Only lines containing the word "floor" are needed; pull them out of the material.
[Opening Material provided section]
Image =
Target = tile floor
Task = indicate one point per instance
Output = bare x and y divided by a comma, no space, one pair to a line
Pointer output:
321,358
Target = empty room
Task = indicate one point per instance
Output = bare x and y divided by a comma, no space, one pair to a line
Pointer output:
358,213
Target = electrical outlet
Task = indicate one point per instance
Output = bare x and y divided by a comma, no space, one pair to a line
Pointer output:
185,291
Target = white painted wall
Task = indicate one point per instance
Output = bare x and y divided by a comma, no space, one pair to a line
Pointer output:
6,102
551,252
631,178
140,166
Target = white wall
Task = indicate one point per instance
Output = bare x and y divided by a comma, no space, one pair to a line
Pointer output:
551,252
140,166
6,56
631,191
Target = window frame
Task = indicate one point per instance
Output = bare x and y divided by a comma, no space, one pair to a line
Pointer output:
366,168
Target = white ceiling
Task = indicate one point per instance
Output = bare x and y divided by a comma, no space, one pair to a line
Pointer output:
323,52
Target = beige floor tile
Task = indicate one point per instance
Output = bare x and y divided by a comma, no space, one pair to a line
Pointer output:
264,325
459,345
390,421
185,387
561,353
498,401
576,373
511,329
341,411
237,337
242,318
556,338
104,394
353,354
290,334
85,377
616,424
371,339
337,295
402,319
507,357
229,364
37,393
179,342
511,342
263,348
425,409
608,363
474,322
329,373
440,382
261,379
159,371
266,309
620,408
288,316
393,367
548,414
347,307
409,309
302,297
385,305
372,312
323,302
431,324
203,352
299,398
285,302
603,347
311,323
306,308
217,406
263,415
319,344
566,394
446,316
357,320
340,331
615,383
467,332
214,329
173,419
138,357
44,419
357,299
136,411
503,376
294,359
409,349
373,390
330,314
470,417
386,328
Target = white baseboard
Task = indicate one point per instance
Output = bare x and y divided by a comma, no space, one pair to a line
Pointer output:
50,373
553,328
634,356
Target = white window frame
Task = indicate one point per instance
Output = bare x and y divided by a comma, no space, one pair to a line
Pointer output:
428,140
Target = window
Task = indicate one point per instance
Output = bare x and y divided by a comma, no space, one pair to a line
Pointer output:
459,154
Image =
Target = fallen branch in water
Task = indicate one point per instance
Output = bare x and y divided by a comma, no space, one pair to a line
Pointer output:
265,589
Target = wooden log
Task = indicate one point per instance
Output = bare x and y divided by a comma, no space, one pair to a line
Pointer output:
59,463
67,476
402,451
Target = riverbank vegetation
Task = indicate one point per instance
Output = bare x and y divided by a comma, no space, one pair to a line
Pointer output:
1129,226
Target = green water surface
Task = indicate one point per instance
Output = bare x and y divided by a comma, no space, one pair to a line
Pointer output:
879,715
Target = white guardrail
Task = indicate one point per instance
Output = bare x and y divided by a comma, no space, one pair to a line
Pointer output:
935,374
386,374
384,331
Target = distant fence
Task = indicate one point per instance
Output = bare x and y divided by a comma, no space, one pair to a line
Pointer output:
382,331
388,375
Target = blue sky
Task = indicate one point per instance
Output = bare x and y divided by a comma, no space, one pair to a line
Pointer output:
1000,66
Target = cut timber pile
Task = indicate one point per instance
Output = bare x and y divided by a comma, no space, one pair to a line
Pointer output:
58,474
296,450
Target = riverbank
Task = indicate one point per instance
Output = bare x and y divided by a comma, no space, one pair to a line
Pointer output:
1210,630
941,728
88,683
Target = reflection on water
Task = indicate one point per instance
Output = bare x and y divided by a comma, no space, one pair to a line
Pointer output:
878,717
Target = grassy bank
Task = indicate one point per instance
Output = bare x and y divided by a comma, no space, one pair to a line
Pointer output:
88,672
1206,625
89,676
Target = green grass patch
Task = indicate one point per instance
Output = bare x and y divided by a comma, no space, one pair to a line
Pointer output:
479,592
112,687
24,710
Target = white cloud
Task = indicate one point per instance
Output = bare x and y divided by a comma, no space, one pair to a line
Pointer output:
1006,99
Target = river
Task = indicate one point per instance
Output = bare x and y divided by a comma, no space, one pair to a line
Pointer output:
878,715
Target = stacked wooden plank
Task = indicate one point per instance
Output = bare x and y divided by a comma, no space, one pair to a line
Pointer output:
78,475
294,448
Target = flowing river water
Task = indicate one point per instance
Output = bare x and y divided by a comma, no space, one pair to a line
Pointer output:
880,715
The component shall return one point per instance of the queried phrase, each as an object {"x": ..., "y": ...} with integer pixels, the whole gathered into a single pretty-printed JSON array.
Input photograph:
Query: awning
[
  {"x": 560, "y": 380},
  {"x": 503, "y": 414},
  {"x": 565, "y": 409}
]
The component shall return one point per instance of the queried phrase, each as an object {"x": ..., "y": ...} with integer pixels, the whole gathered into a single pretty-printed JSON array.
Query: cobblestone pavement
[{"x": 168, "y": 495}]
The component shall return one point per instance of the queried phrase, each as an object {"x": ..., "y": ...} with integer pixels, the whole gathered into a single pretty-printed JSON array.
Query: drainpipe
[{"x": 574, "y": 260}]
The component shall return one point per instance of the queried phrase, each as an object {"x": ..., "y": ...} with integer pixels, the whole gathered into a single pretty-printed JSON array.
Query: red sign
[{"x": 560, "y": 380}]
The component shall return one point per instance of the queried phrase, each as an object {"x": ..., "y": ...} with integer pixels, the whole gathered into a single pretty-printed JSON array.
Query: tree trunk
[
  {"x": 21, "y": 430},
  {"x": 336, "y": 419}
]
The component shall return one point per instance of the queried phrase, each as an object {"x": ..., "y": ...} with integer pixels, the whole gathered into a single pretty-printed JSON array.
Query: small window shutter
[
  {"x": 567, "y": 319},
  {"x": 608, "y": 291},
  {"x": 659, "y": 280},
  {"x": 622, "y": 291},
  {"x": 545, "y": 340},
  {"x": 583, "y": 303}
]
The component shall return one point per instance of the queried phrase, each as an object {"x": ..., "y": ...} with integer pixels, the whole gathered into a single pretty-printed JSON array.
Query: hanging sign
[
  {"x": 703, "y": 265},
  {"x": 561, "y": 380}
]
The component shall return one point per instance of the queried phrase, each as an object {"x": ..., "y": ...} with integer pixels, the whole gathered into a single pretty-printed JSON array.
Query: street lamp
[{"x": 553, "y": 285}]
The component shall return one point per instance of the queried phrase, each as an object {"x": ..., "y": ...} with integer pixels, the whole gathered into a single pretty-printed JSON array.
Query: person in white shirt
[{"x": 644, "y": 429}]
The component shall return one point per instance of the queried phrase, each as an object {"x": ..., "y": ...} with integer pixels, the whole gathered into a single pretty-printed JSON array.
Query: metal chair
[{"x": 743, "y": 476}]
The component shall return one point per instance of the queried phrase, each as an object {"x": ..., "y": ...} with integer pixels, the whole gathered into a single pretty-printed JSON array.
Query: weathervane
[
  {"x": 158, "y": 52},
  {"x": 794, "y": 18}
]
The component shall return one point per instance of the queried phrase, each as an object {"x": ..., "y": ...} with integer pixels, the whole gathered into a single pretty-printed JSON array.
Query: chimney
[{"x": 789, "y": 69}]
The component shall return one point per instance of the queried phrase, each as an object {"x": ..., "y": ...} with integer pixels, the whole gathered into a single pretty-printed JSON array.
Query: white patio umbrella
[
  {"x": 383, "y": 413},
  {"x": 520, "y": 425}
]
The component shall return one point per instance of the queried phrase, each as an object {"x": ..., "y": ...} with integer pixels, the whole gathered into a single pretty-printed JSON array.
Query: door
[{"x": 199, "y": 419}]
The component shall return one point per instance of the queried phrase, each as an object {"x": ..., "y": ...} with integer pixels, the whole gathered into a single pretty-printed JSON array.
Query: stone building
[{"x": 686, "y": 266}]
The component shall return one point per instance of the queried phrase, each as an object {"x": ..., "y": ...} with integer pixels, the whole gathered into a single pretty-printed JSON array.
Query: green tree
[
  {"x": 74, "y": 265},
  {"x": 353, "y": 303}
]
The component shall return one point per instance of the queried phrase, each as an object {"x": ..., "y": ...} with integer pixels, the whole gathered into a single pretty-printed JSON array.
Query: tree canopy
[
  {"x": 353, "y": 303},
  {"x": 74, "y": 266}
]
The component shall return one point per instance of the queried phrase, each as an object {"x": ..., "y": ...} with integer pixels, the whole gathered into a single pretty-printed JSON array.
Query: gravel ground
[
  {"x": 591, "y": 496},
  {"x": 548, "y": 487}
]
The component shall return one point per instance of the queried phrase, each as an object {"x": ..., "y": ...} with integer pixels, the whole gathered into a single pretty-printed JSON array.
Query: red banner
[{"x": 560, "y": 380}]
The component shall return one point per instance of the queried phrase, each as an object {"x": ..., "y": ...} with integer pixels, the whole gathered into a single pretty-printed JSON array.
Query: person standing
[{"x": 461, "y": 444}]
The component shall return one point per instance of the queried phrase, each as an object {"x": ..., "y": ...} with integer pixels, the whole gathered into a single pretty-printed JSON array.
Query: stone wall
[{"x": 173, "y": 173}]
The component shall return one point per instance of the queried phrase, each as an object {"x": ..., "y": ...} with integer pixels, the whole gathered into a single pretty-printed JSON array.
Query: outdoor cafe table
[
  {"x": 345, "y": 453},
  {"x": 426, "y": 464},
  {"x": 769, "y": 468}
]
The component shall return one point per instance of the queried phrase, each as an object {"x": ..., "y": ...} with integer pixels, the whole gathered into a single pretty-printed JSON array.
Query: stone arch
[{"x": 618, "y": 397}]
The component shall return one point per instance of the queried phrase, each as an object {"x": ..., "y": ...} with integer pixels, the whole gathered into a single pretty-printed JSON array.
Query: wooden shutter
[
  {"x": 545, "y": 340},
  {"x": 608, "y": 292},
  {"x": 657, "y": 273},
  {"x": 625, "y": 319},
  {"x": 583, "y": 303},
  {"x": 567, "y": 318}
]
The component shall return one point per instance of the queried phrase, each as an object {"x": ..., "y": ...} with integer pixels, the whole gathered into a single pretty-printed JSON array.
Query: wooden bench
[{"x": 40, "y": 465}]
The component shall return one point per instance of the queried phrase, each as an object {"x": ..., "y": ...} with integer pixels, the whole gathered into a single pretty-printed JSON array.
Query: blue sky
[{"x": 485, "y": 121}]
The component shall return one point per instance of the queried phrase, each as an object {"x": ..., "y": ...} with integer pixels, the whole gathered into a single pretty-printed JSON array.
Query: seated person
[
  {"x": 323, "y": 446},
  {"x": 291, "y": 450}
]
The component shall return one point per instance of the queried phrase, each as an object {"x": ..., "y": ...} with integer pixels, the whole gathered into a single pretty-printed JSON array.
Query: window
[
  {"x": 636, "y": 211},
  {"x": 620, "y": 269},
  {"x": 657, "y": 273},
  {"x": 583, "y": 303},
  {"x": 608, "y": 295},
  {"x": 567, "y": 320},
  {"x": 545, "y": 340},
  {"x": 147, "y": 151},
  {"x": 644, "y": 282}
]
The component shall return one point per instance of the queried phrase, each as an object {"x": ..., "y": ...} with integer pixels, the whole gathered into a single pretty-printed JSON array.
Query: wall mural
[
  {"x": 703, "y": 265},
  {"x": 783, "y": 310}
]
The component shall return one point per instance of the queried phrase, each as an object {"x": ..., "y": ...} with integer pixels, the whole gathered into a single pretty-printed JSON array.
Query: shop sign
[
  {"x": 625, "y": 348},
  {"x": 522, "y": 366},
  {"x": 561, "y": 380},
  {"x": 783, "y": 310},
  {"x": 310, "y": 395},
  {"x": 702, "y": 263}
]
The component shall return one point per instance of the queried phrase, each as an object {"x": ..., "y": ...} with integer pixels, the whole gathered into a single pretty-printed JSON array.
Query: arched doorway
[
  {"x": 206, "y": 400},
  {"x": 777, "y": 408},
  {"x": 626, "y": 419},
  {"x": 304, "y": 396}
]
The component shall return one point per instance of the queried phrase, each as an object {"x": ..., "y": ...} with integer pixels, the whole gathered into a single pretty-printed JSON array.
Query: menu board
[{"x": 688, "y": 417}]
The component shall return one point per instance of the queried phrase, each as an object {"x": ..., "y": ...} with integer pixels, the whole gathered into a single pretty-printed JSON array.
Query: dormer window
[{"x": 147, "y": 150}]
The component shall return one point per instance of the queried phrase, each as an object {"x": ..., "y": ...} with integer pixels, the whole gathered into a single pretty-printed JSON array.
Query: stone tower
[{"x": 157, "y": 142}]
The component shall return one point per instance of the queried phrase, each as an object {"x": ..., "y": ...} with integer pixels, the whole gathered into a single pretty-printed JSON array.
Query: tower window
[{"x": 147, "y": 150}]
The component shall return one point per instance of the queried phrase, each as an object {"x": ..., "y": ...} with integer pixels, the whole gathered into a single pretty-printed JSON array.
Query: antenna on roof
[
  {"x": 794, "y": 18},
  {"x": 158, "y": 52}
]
[Closing Material provided section]
### Answer space
Target = tile floor
Target = beige floor tile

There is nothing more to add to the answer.